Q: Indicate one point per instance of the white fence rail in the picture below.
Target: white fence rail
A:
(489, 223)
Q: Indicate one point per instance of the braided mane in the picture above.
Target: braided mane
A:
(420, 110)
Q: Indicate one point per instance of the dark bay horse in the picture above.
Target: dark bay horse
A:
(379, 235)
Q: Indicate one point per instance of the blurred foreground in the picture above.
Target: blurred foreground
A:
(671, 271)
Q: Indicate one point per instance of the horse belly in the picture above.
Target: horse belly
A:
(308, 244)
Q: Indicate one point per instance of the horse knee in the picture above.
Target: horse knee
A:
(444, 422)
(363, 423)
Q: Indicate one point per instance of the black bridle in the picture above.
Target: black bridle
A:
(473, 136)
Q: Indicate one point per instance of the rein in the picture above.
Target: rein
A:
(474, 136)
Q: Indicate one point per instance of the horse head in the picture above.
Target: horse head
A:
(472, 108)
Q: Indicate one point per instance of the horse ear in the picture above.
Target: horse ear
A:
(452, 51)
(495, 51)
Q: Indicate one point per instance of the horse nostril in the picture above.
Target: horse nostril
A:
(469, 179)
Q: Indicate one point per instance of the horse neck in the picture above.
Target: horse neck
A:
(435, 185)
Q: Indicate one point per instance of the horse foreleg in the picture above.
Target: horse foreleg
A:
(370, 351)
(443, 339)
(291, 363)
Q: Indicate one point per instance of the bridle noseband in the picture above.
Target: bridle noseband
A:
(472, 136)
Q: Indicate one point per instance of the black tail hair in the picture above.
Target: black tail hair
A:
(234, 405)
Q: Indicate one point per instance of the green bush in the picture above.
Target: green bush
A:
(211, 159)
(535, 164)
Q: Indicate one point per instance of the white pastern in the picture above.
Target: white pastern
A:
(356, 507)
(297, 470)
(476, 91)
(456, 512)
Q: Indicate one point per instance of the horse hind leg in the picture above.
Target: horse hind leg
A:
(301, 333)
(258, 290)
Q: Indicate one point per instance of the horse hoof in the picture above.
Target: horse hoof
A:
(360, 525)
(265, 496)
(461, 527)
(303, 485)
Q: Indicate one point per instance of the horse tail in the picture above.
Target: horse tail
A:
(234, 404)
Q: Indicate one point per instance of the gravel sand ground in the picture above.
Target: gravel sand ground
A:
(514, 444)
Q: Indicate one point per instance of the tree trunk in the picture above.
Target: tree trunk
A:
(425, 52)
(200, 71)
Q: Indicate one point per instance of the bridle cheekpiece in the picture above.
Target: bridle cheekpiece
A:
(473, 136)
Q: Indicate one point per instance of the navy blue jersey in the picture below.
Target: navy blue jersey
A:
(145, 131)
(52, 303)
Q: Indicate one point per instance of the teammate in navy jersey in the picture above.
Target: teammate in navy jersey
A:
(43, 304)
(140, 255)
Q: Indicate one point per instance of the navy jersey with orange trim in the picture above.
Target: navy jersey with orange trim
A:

* * * *

» **TASK INSTRUCTIONS**: Your answer must be the lines from the one with "Q: Indicate one point per instance of the black tail" through the last line of the data, repeated exactly and with nothing else.

» **PROBLEM SOLUTION**:
Q: Indicate one point per instance of the black tail hair in the picture above.
Target: black tail hair
A:
(234, 405)
Q: Indicate one point per instance of the green bush in the picture above.
Target: green bush
A:
(211, 159)
(535, 164)
Q: Indicate one point per instance of the white pastern in the picture above.
Target: white pastern
A:
(356, 507)
(297, 470)
(476, 91)
(456, 512)
Q: Indicate one point per instance of the horse hind leg in the picture above.
Target: horse hind leg
A:
(301, 333)
(258, 290)
Q: Indicate one point per instance of the horse hoof in the picture above.
Target: horse hoof
A:
(360, 525)
(265, 496)
(461, 527)
(303, 485)
Q: Indicate one point per instance of the horse tail in the picture above.
Target: horse tail
A:
(234, 404)
Q: Indicate one point per instance of the gravel sand ground in the picture above.
Target: gravel sand ground
A:
(514, 444)
Q: Indicate one point per instance of the tree trunk in the picture above.
Target: tree trunk
A:
(425, 52)
(200, 71)
Q: Indicate one point per instance of the bridle cheekpiece in the picture above.
Target: bridle cheekpiece
A:
(473, 136)
Q: Indicate one point per instance of the navy blue jersey in the picture below.
Target: navy blue jersey
A:
(145, 131)
(52, 303)
Q: Indicate one point per instance of the teammate in navy jersey in the picture above.
Target: teammate in navy jersey
A:
(43, 304)
(140, 255)
Q: Indicate one point per instance of the navy jersey with orange trim in the picture above.
Target: navy jersey with orange trim
A:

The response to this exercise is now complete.